**SUPPLIED ENTRIES:**
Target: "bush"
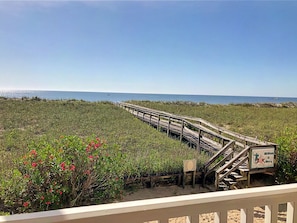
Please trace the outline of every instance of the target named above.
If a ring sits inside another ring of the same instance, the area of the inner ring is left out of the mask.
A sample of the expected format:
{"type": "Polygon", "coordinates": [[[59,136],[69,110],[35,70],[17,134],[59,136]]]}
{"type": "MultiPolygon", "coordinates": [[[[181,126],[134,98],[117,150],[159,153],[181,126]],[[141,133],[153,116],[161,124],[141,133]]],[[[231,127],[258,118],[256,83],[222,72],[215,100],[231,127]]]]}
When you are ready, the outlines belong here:
{"type": "Polygon", "coordinates": [[[123,154],[99,138],[67,136],[29,146],[1,200],[10,212],[31,212],[103,203],[121,196],[123,154]],[[18,182],[17,184],[15,182],[18,182]]]}
{"type": "Polygon", "coordinates": [[[288,128],[277,139],[279,183],[297,181],[297,127],[288,128]]]}

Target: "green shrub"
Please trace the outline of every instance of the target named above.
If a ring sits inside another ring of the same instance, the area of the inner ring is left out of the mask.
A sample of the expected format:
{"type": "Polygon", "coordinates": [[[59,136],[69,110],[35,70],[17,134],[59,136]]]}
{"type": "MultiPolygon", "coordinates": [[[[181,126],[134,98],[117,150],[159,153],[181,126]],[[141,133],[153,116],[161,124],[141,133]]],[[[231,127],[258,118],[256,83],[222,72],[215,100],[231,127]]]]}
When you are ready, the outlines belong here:
{"type": "Polygon", "coordinates": [[[287,128],[277,139],[279,183],[297,181],[297,127],[287,128]]]}
{"type": "Polygon", "coordinates": [[[89,141],[67,136],[29,146],[10,180],[1,182],[0,196],[8,211],[81,206],[121,196],[121,150],[99,138],[89,141]]]}

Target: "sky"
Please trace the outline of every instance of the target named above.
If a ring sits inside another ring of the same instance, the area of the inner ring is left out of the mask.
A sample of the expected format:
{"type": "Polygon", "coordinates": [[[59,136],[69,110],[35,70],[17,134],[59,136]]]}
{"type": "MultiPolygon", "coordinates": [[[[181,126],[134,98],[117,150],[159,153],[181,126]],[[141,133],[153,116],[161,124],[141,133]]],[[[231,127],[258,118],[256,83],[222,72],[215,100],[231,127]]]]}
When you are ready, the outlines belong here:
{"type": "Polygon", "coordinates": [[[297,1],[3,1],[0,90],[297,97],[297,1]]]}

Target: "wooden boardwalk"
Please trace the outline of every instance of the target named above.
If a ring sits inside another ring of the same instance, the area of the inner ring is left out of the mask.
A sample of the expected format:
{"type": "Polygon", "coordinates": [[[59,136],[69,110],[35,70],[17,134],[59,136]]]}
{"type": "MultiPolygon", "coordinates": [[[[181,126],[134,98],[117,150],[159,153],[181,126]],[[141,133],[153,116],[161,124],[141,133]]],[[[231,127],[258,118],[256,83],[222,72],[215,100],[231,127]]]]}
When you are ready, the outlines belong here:
{"type": "Polygon", "coordinates": [[[214,174],[217,189],[249,186],[251,174],[275,171],[275,165],[251,168],[253,149],[273,150],[272,160],[276,163],[277,145],[274,143],[226,130],[201,118],[178,116],[128,103],[118,105],[157,130],[166,132],[167,136],[174,136],[200,152],[208,153],[210,159],[204,165],[204,182],[214,174]]]}

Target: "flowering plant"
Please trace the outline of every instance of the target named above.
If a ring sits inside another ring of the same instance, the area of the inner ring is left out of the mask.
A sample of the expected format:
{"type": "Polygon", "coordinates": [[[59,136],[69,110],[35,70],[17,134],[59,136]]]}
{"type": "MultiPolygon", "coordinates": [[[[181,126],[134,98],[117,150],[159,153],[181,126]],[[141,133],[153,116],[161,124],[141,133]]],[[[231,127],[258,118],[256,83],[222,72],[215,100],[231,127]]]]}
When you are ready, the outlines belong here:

**EXERCISE:**
Go through the records and repeat each one exactly, skipping anything that is a picture.

**RESPONSE:**
Target: "bush"
Please trace the outline of every instance of the target named above.
If a ring sits inside another ring of the same instance, the area of the inner ring is left out of the mask.
A sample of the expected format:
{"type": "Polygon", "coordinates": [[[59,136],[69,110],[35,70],[17,134],[59,136]]]}
{"type": "MultiPolygon", "coordinates": [[[[181,126],[134,98],[117,150],[159,153],[181,126]],[[141,133],[153,116],[161,124],[141,133]]],[[[231,127],[258,118],[256,83],[222,72],[215,100],[231,127]]]]}
When you are ready, the outlines belong here:
{"type": "Polygon", "coordinates": [[[123,154],[99,138],[67,136],[29,146],[1,200],[10,212],[31,212],[103,203],[121,196],[123,154]],[[18,182],[17,184],[15,182],[18,182]]]}
{"type": "Polygon", "coordinates": [[[288,128],[277,139],[279,183],[297,181],[297,127],[288,128]]]}

Target: "green shrub"
Please trace the outline of every instance of the target named above.
If a ring sits inside another ring of the same instance, the area of the inner ring is left out of the mask.
A sample of the expected format:
{"type": "Polygon", "coordinates": [[[59,136],[69,110],[35,70],[17,134],[59,136]]]}
{"type": "MultiPolygon", "coordinates": [[[[181,126],[134,98],[117,150],[159,153],[181,126]],[[141,133],[153,116],[161,124],[141,133]]],[[[231,127],[258,118],[256,83],[222,72],[215,100],[231,127]]]]}
When you are ready, the outlines belong here:
{"type": "Polygon", "coordinates": [[[287,128],[277,139],[279,183],[297,181],[297,127],[287,128]]]}
{"type": "Polygon", "coordinates": [[[89,141],[67,136],[29,146],[10,180],[1,182],[0,196],[8,211],[81,206],[121,196],[121,150],[99,138],[89,141]]]}

Target: "sky"
Please trace the outline of every instance of the target named above.
If a ring sits inside another ring of the same instance, the area of the inner ring is left out of the mask.
A sample of the expected format:
{"type": "Polygon", "coordinates": [[[59,136],[69,110],[35,70],[17,134],[59,136]]]}
{"type": "MultiPolygon", "coordinates": [[[[181,126],[134,98],[117,150],[159,153],[181,126]],[[141,133],[153,116],[161,124],[141,133]]],[[[231,127],[258,118],[256,83],[222,72],[215,100],[231,127]]]]}
When you are ready, the outlines belong here:
{"type": "Polygon", "coordinates": [[[297,1],[3,1],[0,90],[297,97],[297,1]]]}

Target: "wooden boardwalk"
Please trace the outline of every instance of the target named above.
If a ring sits inside another ring of the same instance, the area of the inner ring is left out of the mask.
A sample of the expected format:
{"type": "Polygon", "coordinates": [[[59,136],[69,110],[35,70],[17,134],[59,136]]]}
{"type": "MultiPolygon", "coordinates": [[[[181,126],[134,98],[117,150],[159,153],[181,126]],[[141,133],[153,116],[161,124],[141,133]]],[[[231,127],[258,118],[256,83],[222,72],[215,100],[231,127]]]]}
When you are ready, the outlines belong here:
{"type": "Polygon", "coordinates": [[[214,174],[217,189],[249,186],[251,174],[275,171],[275,165],[251,168],[253,149],[273,150],[272,160],[276,163],[277,145],[274,143],[226,130],[201,118],[178,116],[128,103],[118,105],[157,130],[166,132],[167,136],[174,136],[200,152],[208,153],[210,159],[204,165],[204,182],[214,174]]]}

Target: "flowering plant"
Please trace the outline of every instance of the target named above.
If a ring sits inside another ring of the same instance, the area of the inner ring is left out of the mask.
A sample of the expected format:
{"type": "Polygon", "coordinates": [[[59,136],[69,110],[35,70],[17,134],[59,136]]]}
{"type": "MultiPolygon", "coordinates": [[[[181,126],[134,98],[117,150],[159,153],[181,126]],[[141,133],[153,116],[161,124],[141,133]]],[[[231,127],[258,118],[256,83],[222,72],[215,100],[231,127]]]]}
When you are ready, the outlines belong here:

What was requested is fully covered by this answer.